**Provided passage:**
▬▬▬▬▬▬
Tag Archives: Authentication

From Fairways to the Cloud: Estimating Golf Balls in Flight to Tackling Cloud Workload Scale

Early in my career, I worked in quality assurance at Microsoft, analytical skills were a core trait we tried to hire for, at the time  “brain teasers” were often used in interviews to assess these skills. One memorable interview question went like this:

“How would you figure out how many golf balls are in flight at any given moment?”

This question wasn’t about pinpointing the exact number; it was a window into the candidate’s analytical thinking, problem-solving approach, and ability to break down complex problems into manageable parts. It was always interesting to see how different minds approached this seemingly simple yet deceptively complex problem. If a candidate wasn’t sure how to begin, we would encourage them to ask questions or to simply document their assumptions, stressing that it was the deconstruction of the problem—not the answer—that we were looking for.

In engineering, we often need to take big, abstract problems and break them down. For those who aren’t engineers, this golf ball question makes that process a bit more approachable. Let me walk you through how we might tackle the golf ball question:

  1. Number of Golf Courses Worldwide
    • There are approximately 38,000 golf courses globally.
  2. Players and Tee Times
    • On average, each course hosts about 50 groups per day.
    • With an average group size of 4 players, that’s 200 players per course daily.
  3. Shots Per Player
    • An average golfer takes around 90 shots in a full round.
  4. Total Golf Balls in Play
    • 200 players × 90 shots = 18,000 shots per course per day.
  5. Time a Golf Ball Is in the Air
    • Let’s estimate each shot keeps the ball airborne for about 5 seconds.
  6. Calculating Balls in Flight
    • Over 12 hours of playtime, there are 43,200 seconds in a golfing day.
    • Total airborne time per course: 18,000 shots × 5 seconds = 90,000 seconds.
    • Average balls in flight per course: 90,000 seconds ÷ 43,200 seconds2 golf balls.
  7. Global Estimate
    • 2 balls per course × 38,000 courses = 76,000 golf balls in flight at any given moment worldwide.

This exercise isn’t about precision; it’s about methodically breaking down a complex question into digestible parts to arrive at a reasonable estimate. As the saying goes, all models are wrong, but some are useful. Our goal here is to find a stable place to stand as we tackle the problem, and this question does a decent job at doing that, if nothing else, letting us see how a candidate might approach unknown topics.

Transitioning from the Green to the Cloud

Today, the biggest challenges in cloud workload identity management remind me of these kinds of problems—except far more complex. Unlike in a round of golf, most workloads aren’t individually authenticated today; instead, they rely on shared credentials, essentially passwords, stored and distributed by secret managers, and anything needing access to a resource must have access to that secret.
▬▬▬▬▬▬
**Provided information:**
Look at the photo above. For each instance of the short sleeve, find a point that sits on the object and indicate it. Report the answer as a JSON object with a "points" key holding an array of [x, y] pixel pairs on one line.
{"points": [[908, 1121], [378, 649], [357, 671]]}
▬▬▬▬▬▬
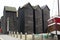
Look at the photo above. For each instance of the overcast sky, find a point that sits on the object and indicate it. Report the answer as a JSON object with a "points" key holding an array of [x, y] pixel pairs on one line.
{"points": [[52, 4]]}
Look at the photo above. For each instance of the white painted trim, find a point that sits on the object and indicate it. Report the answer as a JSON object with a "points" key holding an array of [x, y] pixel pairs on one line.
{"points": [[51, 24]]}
▬▬▬▬▬▬
**Goal:**
Can you copy the golf ball estimation post word for word, starting at "3. Shots Per" up to and including "seconds = 90,000 seconds."?

**Result for this task:**
3. Shots Per Player
    • An average golfer takes around 90 shots in a full round.
  4. Total Golf Balls in Play
    • 200 players × 90 shots = 18,000 shots per course per day.
  5. Time a Golf Ball Is in the Air
    • Let’s estimate each shot keeps the ball airborne for about 5 seconds.
  6. Calculating Balls in Flight
    • Over 12 hours of playtime, there are 43,200 seconds in a golfing day.
    • Total airborne time per course: 18,000 shots × 5 seconds = 90,000 seconds.